Location identification items
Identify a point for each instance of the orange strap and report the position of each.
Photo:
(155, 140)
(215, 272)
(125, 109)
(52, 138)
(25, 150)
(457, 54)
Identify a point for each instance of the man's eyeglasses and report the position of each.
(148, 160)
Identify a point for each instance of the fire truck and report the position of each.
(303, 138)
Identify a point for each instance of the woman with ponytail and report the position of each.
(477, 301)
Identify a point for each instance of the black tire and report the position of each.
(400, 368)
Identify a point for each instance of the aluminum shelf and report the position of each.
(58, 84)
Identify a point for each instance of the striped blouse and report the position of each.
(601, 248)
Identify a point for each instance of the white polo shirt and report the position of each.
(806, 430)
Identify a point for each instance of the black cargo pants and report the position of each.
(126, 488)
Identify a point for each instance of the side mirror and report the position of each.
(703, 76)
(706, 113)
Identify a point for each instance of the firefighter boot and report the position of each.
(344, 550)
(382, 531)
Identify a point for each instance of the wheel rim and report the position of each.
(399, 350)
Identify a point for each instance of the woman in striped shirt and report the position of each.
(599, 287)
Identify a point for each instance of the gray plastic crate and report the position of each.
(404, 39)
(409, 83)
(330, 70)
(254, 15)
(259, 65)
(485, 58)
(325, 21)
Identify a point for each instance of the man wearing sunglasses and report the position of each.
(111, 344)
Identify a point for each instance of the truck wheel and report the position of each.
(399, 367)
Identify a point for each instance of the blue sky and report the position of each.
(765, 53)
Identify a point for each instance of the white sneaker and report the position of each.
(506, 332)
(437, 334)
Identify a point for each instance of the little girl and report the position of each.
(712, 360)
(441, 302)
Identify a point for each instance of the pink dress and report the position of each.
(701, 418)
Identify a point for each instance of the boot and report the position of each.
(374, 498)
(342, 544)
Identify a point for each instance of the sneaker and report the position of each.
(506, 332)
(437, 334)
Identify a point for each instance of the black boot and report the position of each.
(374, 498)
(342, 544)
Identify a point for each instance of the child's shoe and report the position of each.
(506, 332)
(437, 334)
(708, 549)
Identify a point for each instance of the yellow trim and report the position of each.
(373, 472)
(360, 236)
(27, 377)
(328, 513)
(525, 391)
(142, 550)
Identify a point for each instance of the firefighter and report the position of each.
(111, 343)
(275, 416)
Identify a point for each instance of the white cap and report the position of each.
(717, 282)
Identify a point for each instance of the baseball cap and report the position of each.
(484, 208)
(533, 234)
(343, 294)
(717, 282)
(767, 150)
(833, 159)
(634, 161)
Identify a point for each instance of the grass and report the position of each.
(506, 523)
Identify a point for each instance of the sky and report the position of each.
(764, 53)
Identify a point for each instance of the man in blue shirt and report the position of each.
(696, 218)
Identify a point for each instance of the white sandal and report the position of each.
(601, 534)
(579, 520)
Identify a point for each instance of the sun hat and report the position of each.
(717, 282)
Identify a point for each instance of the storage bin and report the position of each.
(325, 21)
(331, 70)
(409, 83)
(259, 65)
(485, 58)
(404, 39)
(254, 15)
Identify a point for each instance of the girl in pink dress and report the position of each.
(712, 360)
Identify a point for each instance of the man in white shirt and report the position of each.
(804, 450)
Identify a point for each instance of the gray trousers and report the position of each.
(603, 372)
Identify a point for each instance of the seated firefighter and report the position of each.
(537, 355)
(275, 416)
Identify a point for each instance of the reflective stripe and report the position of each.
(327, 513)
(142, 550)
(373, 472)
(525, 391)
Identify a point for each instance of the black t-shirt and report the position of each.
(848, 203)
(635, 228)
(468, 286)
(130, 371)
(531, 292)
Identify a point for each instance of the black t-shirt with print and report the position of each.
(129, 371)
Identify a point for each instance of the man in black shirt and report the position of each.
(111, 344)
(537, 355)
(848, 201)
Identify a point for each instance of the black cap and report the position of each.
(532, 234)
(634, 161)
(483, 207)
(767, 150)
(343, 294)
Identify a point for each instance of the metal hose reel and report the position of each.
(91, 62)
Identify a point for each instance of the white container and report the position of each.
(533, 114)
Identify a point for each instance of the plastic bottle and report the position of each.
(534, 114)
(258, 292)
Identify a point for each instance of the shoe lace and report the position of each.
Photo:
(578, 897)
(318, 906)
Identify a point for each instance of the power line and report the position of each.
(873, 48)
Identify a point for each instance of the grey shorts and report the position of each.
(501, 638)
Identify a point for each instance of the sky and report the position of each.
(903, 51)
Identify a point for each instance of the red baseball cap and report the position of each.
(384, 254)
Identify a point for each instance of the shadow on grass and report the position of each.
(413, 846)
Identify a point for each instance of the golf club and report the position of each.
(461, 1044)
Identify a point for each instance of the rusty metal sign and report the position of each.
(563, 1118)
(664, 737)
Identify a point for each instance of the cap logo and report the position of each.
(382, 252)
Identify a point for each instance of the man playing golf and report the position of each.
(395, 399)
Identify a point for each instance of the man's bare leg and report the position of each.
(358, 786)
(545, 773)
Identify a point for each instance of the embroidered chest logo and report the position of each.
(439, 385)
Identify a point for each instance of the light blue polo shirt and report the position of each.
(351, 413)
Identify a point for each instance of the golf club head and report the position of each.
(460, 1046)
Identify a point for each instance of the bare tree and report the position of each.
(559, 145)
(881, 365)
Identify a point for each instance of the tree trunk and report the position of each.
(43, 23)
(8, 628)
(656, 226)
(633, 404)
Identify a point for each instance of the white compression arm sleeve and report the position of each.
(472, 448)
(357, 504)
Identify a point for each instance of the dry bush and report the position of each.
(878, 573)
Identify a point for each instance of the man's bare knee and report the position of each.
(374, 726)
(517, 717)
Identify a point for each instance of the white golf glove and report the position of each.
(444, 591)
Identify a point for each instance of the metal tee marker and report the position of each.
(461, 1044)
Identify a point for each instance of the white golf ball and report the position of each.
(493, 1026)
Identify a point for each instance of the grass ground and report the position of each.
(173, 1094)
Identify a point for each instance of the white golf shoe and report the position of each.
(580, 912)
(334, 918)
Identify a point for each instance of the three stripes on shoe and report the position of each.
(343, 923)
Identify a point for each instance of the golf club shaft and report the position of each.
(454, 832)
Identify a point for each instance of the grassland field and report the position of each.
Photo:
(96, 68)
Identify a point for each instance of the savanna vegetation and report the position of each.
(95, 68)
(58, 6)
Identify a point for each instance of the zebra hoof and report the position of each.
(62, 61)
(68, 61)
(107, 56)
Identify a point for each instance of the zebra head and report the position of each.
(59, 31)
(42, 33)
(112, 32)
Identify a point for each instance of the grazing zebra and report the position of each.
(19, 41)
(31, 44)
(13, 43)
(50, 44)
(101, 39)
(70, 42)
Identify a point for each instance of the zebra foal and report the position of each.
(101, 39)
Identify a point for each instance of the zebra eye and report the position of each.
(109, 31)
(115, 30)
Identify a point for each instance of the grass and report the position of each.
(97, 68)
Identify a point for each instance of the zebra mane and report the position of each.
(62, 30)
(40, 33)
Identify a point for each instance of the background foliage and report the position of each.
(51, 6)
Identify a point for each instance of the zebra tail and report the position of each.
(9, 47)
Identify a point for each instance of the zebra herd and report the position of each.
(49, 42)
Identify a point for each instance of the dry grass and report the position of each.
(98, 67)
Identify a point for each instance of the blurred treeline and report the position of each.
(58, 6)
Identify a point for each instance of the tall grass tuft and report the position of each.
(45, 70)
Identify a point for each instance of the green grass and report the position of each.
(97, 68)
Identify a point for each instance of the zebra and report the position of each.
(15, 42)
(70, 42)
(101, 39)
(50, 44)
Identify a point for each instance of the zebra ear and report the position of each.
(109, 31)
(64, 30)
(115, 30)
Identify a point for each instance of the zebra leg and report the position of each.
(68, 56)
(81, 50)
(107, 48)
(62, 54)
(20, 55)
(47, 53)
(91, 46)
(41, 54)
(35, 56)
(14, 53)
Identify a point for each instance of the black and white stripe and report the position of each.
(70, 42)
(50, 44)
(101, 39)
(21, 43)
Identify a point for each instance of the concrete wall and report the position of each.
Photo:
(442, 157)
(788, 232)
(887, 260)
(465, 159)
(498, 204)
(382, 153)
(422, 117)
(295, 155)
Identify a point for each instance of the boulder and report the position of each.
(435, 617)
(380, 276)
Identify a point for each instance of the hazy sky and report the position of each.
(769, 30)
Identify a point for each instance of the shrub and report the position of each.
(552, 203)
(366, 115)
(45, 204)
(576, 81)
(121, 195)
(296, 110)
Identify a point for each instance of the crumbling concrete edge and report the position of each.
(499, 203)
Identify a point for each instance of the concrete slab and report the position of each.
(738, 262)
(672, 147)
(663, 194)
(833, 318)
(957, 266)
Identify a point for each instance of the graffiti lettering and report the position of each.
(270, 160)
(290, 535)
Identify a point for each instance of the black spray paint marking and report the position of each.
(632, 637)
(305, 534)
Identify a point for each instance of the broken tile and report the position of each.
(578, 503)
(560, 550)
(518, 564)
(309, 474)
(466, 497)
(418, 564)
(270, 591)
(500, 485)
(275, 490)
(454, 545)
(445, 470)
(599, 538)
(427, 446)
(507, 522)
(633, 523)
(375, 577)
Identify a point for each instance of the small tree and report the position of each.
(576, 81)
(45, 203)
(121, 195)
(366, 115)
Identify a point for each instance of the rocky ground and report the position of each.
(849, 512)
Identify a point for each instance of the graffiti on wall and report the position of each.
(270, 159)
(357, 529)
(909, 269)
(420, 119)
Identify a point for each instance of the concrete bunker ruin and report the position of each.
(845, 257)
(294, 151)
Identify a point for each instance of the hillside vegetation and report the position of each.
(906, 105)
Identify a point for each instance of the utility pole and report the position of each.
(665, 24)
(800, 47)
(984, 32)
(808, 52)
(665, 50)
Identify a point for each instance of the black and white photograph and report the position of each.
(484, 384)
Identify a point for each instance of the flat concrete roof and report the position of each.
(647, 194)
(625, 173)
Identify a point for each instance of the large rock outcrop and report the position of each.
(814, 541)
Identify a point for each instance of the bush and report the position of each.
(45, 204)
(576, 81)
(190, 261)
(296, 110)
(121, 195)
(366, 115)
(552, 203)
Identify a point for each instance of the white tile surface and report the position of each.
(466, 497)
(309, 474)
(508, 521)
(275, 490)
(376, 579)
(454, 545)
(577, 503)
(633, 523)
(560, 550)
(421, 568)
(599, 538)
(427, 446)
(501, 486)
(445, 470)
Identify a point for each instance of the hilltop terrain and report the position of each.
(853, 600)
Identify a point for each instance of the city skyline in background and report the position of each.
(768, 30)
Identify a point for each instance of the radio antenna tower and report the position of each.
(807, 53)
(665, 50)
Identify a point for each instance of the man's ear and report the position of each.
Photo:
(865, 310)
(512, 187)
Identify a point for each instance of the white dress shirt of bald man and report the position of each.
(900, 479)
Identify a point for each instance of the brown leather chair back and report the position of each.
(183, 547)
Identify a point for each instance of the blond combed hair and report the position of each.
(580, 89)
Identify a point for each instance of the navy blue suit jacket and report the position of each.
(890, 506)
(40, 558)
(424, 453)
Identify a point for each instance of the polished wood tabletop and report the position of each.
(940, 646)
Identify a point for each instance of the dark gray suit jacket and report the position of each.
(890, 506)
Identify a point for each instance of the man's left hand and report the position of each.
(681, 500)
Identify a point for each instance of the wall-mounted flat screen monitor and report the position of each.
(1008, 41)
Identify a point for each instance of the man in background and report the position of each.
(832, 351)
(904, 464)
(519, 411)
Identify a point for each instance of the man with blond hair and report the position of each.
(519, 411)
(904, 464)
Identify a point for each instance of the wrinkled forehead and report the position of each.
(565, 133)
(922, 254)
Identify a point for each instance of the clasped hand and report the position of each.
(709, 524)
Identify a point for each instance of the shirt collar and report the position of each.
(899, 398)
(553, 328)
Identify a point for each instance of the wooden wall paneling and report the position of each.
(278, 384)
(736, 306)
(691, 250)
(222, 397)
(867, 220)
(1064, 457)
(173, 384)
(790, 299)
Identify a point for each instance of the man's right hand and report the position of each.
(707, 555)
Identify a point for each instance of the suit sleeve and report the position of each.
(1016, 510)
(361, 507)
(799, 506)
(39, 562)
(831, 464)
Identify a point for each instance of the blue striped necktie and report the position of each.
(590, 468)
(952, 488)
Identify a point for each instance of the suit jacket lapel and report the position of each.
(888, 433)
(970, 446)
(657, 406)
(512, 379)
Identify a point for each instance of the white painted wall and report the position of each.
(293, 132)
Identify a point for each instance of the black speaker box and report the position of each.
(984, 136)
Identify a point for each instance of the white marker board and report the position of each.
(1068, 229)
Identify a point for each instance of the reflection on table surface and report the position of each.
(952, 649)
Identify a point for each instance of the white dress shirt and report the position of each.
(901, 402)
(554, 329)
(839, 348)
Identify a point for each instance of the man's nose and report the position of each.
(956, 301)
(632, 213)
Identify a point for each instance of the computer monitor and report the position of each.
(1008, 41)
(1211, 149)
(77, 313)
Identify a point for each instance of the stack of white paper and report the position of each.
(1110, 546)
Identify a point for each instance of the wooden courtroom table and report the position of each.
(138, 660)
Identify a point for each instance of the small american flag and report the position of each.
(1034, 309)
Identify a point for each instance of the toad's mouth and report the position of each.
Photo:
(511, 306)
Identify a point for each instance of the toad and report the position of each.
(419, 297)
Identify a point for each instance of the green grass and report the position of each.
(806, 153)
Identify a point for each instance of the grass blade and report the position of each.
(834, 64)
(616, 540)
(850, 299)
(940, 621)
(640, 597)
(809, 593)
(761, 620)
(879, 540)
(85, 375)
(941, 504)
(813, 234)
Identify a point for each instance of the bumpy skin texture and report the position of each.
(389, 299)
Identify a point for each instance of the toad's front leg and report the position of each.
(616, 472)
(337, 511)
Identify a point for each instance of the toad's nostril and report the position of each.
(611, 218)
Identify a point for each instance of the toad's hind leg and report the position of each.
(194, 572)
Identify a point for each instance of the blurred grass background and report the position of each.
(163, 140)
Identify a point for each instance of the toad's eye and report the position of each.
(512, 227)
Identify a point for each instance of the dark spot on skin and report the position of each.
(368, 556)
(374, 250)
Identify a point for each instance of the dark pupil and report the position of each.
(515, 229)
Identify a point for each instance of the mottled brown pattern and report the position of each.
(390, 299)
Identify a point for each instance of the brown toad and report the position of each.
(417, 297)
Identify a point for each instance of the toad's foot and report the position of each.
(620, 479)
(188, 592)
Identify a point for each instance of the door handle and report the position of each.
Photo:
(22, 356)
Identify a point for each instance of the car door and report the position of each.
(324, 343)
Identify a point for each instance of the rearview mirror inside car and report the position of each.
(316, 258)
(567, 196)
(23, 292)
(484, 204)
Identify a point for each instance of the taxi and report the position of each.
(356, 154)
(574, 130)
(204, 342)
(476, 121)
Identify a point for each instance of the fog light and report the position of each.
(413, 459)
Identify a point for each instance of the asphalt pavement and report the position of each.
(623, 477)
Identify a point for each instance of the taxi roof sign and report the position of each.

** Exercise objective **
Put the lines from the one containing "Identify a point for each instance of the fog" through the end of the entries, inclusive, into a Markdown table with the columns "Row" and "Line", omitting any blank lines.

** Result of the exercise **
| Row | Line |
|---|---|
| 1 | Identify a point for each instance of the fog light and report the position of each. |
| 2 | (413, 459) |
| 3 | Identify a point for each instance of the asphalt pavement and report the position of each. |
| 4 | (623, 477) |
| 5 | Identify a point for each instance of the taxi roof sign and report the position of each. |